_What is being asked:_ Each entry below should be retyped exactly, with nothing omitted.

_Provided data:_

Content starts

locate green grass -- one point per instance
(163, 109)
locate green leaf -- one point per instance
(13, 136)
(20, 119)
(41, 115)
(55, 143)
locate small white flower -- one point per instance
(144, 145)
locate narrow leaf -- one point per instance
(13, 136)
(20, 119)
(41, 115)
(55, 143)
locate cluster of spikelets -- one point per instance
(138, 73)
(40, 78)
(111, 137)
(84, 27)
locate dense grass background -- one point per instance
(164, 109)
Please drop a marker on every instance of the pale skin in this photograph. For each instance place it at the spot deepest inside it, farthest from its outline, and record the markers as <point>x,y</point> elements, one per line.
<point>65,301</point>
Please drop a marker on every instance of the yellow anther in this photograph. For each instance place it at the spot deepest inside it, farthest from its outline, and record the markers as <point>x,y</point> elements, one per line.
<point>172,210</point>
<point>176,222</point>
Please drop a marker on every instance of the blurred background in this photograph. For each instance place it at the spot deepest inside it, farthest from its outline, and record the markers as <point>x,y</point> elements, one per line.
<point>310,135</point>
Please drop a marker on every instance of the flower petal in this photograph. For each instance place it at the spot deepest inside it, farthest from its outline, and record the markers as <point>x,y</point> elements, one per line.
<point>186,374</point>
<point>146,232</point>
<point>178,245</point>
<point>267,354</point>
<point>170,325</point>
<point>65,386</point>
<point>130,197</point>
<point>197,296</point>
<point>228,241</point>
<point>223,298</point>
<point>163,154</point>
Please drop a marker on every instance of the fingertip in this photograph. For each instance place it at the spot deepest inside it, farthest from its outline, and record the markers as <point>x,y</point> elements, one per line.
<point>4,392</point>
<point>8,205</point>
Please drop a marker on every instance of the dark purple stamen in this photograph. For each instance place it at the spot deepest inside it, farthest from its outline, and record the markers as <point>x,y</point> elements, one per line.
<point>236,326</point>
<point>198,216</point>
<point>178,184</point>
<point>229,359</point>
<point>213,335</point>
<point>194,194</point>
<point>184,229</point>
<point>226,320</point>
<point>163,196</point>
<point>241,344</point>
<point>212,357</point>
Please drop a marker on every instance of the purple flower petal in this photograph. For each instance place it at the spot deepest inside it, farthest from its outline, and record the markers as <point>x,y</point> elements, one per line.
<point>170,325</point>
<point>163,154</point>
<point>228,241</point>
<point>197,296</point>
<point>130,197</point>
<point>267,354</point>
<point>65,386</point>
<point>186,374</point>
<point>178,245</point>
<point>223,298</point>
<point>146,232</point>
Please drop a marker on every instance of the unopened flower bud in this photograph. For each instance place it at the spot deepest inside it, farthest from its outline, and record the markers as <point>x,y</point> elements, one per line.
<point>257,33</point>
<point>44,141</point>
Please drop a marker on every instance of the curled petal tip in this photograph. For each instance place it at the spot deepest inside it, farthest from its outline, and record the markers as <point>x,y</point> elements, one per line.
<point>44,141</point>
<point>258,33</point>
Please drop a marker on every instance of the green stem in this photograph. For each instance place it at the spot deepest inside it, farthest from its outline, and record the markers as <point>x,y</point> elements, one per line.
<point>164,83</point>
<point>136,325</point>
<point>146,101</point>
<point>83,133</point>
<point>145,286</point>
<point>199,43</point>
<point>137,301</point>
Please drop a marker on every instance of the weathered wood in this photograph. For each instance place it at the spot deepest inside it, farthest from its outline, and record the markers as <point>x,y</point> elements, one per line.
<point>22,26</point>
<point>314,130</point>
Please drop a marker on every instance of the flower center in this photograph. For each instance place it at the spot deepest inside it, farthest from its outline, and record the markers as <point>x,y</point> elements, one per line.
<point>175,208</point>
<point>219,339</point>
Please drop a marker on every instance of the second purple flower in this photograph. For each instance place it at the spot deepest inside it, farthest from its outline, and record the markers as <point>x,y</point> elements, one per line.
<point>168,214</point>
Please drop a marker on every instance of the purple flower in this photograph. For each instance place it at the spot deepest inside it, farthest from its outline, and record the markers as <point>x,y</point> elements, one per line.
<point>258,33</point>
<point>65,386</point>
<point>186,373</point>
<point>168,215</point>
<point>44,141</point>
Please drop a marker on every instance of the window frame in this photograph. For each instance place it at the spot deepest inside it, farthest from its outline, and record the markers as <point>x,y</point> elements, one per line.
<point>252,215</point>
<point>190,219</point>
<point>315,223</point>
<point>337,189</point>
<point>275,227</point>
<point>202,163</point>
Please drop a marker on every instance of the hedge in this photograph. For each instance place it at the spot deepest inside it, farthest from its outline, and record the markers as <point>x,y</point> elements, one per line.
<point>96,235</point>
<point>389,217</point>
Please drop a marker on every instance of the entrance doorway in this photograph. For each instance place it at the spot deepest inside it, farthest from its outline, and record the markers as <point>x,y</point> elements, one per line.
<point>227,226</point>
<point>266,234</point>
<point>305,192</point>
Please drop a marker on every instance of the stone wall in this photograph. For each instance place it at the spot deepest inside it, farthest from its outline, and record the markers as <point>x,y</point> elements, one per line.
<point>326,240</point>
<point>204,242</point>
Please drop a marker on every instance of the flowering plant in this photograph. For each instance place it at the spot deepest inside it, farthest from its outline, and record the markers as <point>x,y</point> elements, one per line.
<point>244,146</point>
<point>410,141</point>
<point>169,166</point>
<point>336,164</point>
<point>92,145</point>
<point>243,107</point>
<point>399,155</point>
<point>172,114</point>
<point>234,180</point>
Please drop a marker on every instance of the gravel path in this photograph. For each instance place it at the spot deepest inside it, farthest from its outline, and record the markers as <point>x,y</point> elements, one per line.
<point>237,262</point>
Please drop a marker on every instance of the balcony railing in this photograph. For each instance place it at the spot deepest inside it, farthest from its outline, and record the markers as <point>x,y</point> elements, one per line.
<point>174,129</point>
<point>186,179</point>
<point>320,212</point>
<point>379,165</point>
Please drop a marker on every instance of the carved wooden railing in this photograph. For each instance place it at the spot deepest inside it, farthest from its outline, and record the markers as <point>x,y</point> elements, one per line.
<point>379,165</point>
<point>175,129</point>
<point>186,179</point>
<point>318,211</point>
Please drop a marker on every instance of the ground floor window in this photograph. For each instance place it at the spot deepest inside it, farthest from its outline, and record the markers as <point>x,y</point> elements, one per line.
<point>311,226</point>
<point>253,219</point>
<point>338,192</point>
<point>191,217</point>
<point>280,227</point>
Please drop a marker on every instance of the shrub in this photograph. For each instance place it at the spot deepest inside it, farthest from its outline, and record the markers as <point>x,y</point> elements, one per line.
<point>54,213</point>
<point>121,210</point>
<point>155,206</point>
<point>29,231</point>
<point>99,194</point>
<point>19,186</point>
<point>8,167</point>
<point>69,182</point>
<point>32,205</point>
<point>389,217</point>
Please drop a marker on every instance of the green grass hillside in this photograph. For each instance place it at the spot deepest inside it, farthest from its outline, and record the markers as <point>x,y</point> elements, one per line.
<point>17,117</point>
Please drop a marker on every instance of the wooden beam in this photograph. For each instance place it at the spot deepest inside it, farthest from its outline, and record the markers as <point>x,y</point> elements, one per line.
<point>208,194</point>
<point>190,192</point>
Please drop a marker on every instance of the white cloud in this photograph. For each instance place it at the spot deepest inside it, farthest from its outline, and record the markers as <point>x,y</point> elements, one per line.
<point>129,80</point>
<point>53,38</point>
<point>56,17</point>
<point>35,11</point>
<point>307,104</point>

Content ends

_Your solution:_
locate green grass -- one point per instance
(163, 109)
locate green leaf -- one point per instance
(13, 136)
(20, 119)
(41, 115)
(55, 143)
locate small white flower -- one point per instance
(144, 145)
locate narrow leaf -- one point per instance
(13, 136)
(20, 119)
(41, 115)
(55, 143)
locate cluster of spikelets -- one point per instance
(138, 73)
(40, 78)
(111, 137)
(84, 27)
locate dense grass background -- one point per instance
(164, 109)
Please drop a marker on every instance of the pale skin in this photograph. For each instance place it at the spot deepest inside it, farthest from its outline, and record the markers as <point>x,y</point> elements, one per line.
<point>65,301</point>
Please drop a marker on every instance of the yellow anther in this photograph. For each instance place it at the spot deepest inside it, farthest from its outline, and record the markers as <point>x,y</point> elements, one per line.
<point>172,210</point>
<point>176,222</point>
Please drop a marker on every instance of the blurred background in this photograph. For each instance place it at the spot deepest inside it, farthest from its outline, and record the markers as <point>x,y</point> elements, one per line.
<point>310,135</point>
Please drop a marker on every instance of the flower petal in this photograph. For each instance place it at the spot deepest inside it, farthest from its outline, and record the markers as <point>x,y</point> elements, one per line.
<point>186,374</point>
<point>146,232</point>
<point>178,245</point>
<point>267,354</point>
<point>170,325</point>
<point>65,386</point>
<point>130,197</point>
<point>197,296</point>
<point>228,241</point>
<point>223,298</point>
<point>163,154</point>
Please drop a marker on every instance of the fingertip in this photograph. For each instance place it at the spot deepest inside it, farthest from its outline, and record the markers as <point>x,y</point> elements, one per line.
<point>4,392</point>
<point>8,205</point>
Please drop a marker on every instance of the dark purple stamen in this photograph. For each instance place it at the spot deepest inside it, farthest from its outline, and record the markers as <point>x,y</point> elements, one per line.
<point>236,326</point>
<point>198,216</point>
<point>178,184</point>
<point>229,359</point>
<point>213,335</point>
<point>194,194</point>
<point>184,229</point>
<point>226,320</point>
<point>163,196</point>
<point>241,344</point>
<point>212,357</point>
Please drop a marker on every instance of the purple flower petal in this photograph. For each instance place it at the spot deepest inside it, farthest from its outline, and record the markers as <point>x,y</point> elements, one per line.
<point>170,325</point>
<point>163,154</point>
<point>228,241</point>
<point>197,296</point>
<point>130,197</point>
<point>267,354</point>
<point>65,386</point>
<point>186,374</point>
<point>178,245</point>
<point>223,298</point>
<point>146,232</point>
Please drop a marker on every instance of the unopened flower bud in this photograph. For each instance place it at the spot deepest inside it, farthest from its outline, and record the markers as <point>x,y</point> elements, one per line.
<point>257,33</point>
<point>44,141</point>
Please drop a marker on every instance of the curled petal tip in this photograph. For each instance place it at the spot deepest inside it, farthest from its outline, and record the markers as <point>x,y</point> elements, one per line.
<point>44,141</point>
<point>258,33</point>
Please drop a marker on every instance of the green stem in this photograph. For each instance place it at the spot deepest inside it, farthest from its outline, and record the markers as <point>x,y</point> elements, one per line.
<point>164,83</point>
<point>136,325</point>
<point>146,101</point>
<point>83,133</point>
<point>145,286</point>
<point>199,43</point>
<point>137,301</point>
Please drop a marker on every instance of the weathered wood in this photograph. For each instance place it at the spot deepest inside it, farthest from its outline, and record the markers as <point>x,y</point> elements, one per line.
<point>22,26</point>
<point>314,130</point>
Please drop a marker on every instance of the flower center in this photograph. For each instance place it at the spot deepest inside it, farthest from its outline, and record the markers as <point>x,y</point> elements, one per line.
<point>175,208</point>
<point>219,339</point>
Please drop a marker on every instance of the second purple flower in this photograph. For each instance place it at the spot deepest inside it, farthest from its outline, and record the markers as <point>x,y</point> elements, one per line.
<point>168,214</point>
Please drop a marker on every instance of the purple flower in this photograph. For each instance place it at the spot deepest inside it, farthest from its outline, and record the markers as <point>x,y</point> elements, one per line.
<point>258,33</point>
<point>65,386</point>
<point>186,373</point>
<point>168,215</point>
<point>44,141</point>
Please drop a marker on every instance of the window frame in this photograph. For each instance place it at the spot deepest inside it, farthest from its outline, and record the markers as <point>x,y</point> elements, one per line.
<point>252,215</point>
<point>190,219</point>
<point>315,223</point>
<point>337,189</point>
<point>275,227</point>
<point>202,163</point>
Please drop a marker on every instance of the hedge in this photograph. For each instance place it at the spot deepest inside it, farthest from its outline, and record the markers as <point>x,y</point> elements, one per line.
<point>96,235</point>
<point>389,217</point>
Please drop a marker on every instance of the entrance doorway in this photograph. For each instance place it at the spot deepest inside it, farthest from its outline, and record the markers as <point>x,y</point> elements, one per line.
<point>227,226</point>
<point>266,234</point>
<point>305,192</point>
Please drop a marker on every instance of the stone wall in this photograph. For each instance place it at the spot deepest inside it, farthest from its outline, and record the markers as <point>x,y</point> elements, one per line.
<point>326,240</point>
<point>204,242</point>
Please drop a marker on every instance of the flowering plant in this photograph. For each instance place it at the spot deepest inside it, farthest from its outline, and record the markers as <point>x,y</point> elements, one per line.
<point>244,146</point>
<point>410,141</point>
<point>169,166</point>
<point>336,164</point>
<point>92,145</point>
<point>243,107</point>
<point>399,155</point>
<point>172,114</point>
<point>234,180</point>
Please drop a marker on every instance of the gravel path in this photograph. For each instance place it at the spot deepest inside it, farthest from its outline, and record the markers as <point>x,y</point> elements, one per line.
<point>237,262</point>
Please drop a marker on every instance of the balcony railing in this photograph. For each instance place it at the spot deepest inside it, farthest from its outline, and record the markers as <point>x,y</point> elements, one per line.
<point>174,129</point>
<point>186,179</point>
<point>320,212</point>
<point>379,165</point>
Please drop a marker on every instance of the carved wooden railing in this photograph. For each instance place it at the spot deepest inside it, farthest from its outline, and record the markers as <point>x,y</point> elements, one per line.
<point>379,165</point>
<point>175,129</point>
<point>186,179</point>
<point>318,211</point>
Please drop a marker on every instance of the ground floor window in this photograph. For each instance place it at the spot deepest inside it, farthest from its outline, and record the markers as <point>x,y</point> elements, one per line.
<point>311,226</point>
<point>253,219</point>
<point>338,192</point>
<point>191,217</point>
<point>280,227</point>
Please drop a marker on every instance of the shrub in this photograph. For each instance place it at the spot deepest inside it, farthest from its outline, and record the markers as <point>x,y</point> elements, one per line.
<point>54,213</point>
<point>121,210</point>
<point>155,206</point>
<point>29,231</point>
<point>99,194</point>
<point>19,186</point>
<point>8,167</point>
<point>69,182</point>
<point>32,205</point>
<point>389,217</point>
Please drop a marker on every instance of the green grass hillside in this photograph. For each instance place it at the spot deepest inside it, farthest from its outline, and record the markers as <point>x,y</point> elements, one per line.
<point>17,117</point>
Please drop a marker on every instance of the wooden beam in this photograph. For each instance place it at the spot deepest inside it, farthest from its outline, and record the markers as <point>x,y</point> elements, one per line.
<point>208,194</point>
<point>190,192</point>
Please drop a marker on every instance of the white cloud in this photograph. For each instance place it at the spot deepest inside it, farthest from its outline, and record the markers as <point>x,y</point> elements, one per line.
<point>129,80</point>
<point>53,38</point>
<point>56,17</point>
<point>35,11</point>
<point>307,104</point>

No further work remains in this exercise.